---------- INFORMATION SHOWN ----------

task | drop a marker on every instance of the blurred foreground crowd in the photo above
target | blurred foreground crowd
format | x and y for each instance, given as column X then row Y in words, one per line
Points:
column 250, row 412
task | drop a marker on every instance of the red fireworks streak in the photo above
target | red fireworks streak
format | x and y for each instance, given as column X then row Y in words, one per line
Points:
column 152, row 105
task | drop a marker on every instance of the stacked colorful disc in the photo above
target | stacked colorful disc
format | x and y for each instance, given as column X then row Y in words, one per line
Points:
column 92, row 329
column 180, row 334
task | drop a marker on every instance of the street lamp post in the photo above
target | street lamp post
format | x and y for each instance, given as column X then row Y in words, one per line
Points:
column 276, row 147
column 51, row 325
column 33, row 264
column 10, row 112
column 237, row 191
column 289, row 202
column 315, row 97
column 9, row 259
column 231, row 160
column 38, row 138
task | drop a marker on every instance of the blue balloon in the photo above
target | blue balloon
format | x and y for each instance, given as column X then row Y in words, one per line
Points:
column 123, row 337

----------

# WHAT NEEDS TO BE DONE:
Rewrite all the rows above, changing each "drop a marker" to "place a dot" and leaving everything else as it is.

# TASK RESULT:
task | place a dot on every instance of the blurred foreground crowd in the photo above
target | blurred foreground crowd
format | x and y for each instance, given as column X then row Y in words, one per line
Points:
column 250, row 412
task | place a dot on every instance of the red fireworks streak in the photo above
target | red fireworks streak
format | x and y for each instance, given as column X then row Y in words, one per line
Points:
column 152, row 105
task | place a dot on every instance of the stacked colorful disc in the photo above
target | stacked colorful disc
format | x and y for each instance, given as column X then row Y in words, one per line
Points:
column 92, row 329
column 180, row 334
task | place a dot on every instance of the street lamp post in the photo above
target | street lamp post
format | x and y for each instance, given as column X then row Y in words, one per line
Points:
column 276, row 147
column 51, row 325
column 33, row 264
column 10, row 112
column 237, row 191
column 289, row 202
column 315, row 97
column 9, row 259
column 231, row 160
column 38, row 138
task | place a dot on every instance of the blue balloon in the photo above
target | blue balloon
format | x and y for each instance, given as column X then row Y in words, one per line
Points:
column 123, row 337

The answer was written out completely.